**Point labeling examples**
+ + + + + + +

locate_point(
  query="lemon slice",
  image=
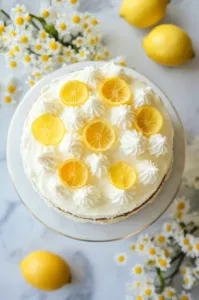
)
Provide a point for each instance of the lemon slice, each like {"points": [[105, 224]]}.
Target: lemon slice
{"points": [[74, 93], [115, 91], [98, 135], [148, 120], [48, 130], [122, 175], [73, 173]]}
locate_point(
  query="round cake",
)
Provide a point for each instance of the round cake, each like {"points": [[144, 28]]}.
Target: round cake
{"points": [[97, 144]]}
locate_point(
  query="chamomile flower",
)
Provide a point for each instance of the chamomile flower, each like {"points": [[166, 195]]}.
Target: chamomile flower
{"points": [[170, 293], [121, 258], [189, 281], [83, 54], [180, 204], [138, 270], [185, 296], [163, 262], [79, 42], [52, 46]]}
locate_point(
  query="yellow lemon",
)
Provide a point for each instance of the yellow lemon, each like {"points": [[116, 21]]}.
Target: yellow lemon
{"points": [[48, 130], [99, 136], [73, 173], [45, 270], [74, 93], [122, 175], [148, 120], [143, 13], [115, 91], [168, 45]]}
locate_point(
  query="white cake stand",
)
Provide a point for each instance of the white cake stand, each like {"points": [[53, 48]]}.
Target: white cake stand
{"points": [[87, 231]]}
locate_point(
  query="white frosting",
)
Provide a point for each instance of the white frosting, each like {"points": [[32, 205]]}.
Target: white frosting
{"points": [[133, 142], [121, 197], [122, 116], [158, 145], [41, 162], [72, 118], [93, 108], [87, 196], [142, 96], [72, 144], [98, 164], [148, 172]]}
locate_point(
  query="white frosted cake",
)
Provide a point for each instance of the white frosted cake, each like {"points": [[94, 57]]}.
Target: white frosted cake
{"points": [[97, 145]]}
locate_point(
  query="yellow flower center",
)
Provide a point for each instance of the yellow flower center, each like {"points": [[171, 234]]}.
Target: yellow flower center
{"points": [[122, 63], [45, 13], [138, 270], [19, 21], [180, 206], [121, 258], [152, 251], [11, 89], [16, 48], [45, 58], [43, 35], [62, 26], [31, 82], [184, 297], [53, 46], [186, 241], [7, 99], [148, 292], [94, 22], [76, 19], [161, 239], [27, 58], [24, 39], [11, 53], [13, 64]]}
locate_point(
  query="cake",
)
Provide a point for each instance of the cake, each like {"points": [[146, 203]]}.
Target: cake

+ + + + + + +

**To be done**
Copy every line of the data exactly as written, excluding the pictures.

**Result of this task**
locate_point(
  query="lemon slice",
  image=
)
Provide a point for each instance of the lemon slice, each like {"points": [[105, 224]]}.
Target: lemon slice
{"points": [[74, 93], [115, 91], [98, 135], [148, 120], [48, 130], [122, 175], [73, 173]]}
locate_point(
  query="round cake",
)
Provide a point for each instance of the round cake, each like {"points": [[144, 28]]}.
Target: round cake
{"points": [[97, 144]]}
locate_point(
  query="chamomile flower",
)
Provide a point for each instance of the chamomile flower, each like {"points": [[166, 195]]}.
Target: chamomile flower
{"points": [[170, 293], [121, 258], [189, 281], [83, 54], [180, 204], [138, 270], [185, 296], [163, 262], [79, 42], [52, 46]]}
locate_point(
  query="yellow lemon",
)
Provide a point for each instance of the yellow lemon, each like {"points": [[116, 21]]}.
Target: yellow lemon
{"points": [[48, 130], [99, 136], [73, 173], [45, 270], [74, 93], [122, 175], [148, 120], [143, 13], [115, 91], [168, 45]]}
locate_point(
  query="white cake stand",
)
Provide a point for each instance of the white cake stand, each like {"points": [[53, 48]]}.
Target: white cake stand
{"points": [[87, 231]]}
locate_point(
  query="white frosting",
)
Provide a point for each instance of the white frosting, each like {"points": [[32, 205]]}.
Target: white frosting
{"points": [[133, 142], [121, 197], [122, 116], [158, 145], [41, 162], [72, 118], [93, 108], [87, 196], [142, 96], [72, 144], [98, 164], [148, 172]]}
locate_point(
  query="white frosted cake",
)
Provide a point for each instance of the white frosted cake, each like {"points": [[94, 57]]}.
Target: white frosted cake
{"points": [[97, 145]]}
locate_point(
  query="yellow flower center",
)
Provide a point for each instance of the yellow flower center, each like {"points": [[171, 234]]}.
Target: yellow flower center
{"points": [[122, 63], [45, 13], [138, 270], [19, 21], [180, 206], [121, 258], [152, 251], [11, 89], [16, 48], [45, 58], [43, 35], [62, 26], [31, 82], [184, 297], [53, 46], [186, 241], [7, 99], [148, 292], [94, 22], [76, 19], [161, 239], [27, 58], [24, 39], [11, 53], [13, 64]]}
locate_point(
  query="cake",
)
Provide a point for each instance of the cake, each like {"points": [[146, 203]]}.
Target: cake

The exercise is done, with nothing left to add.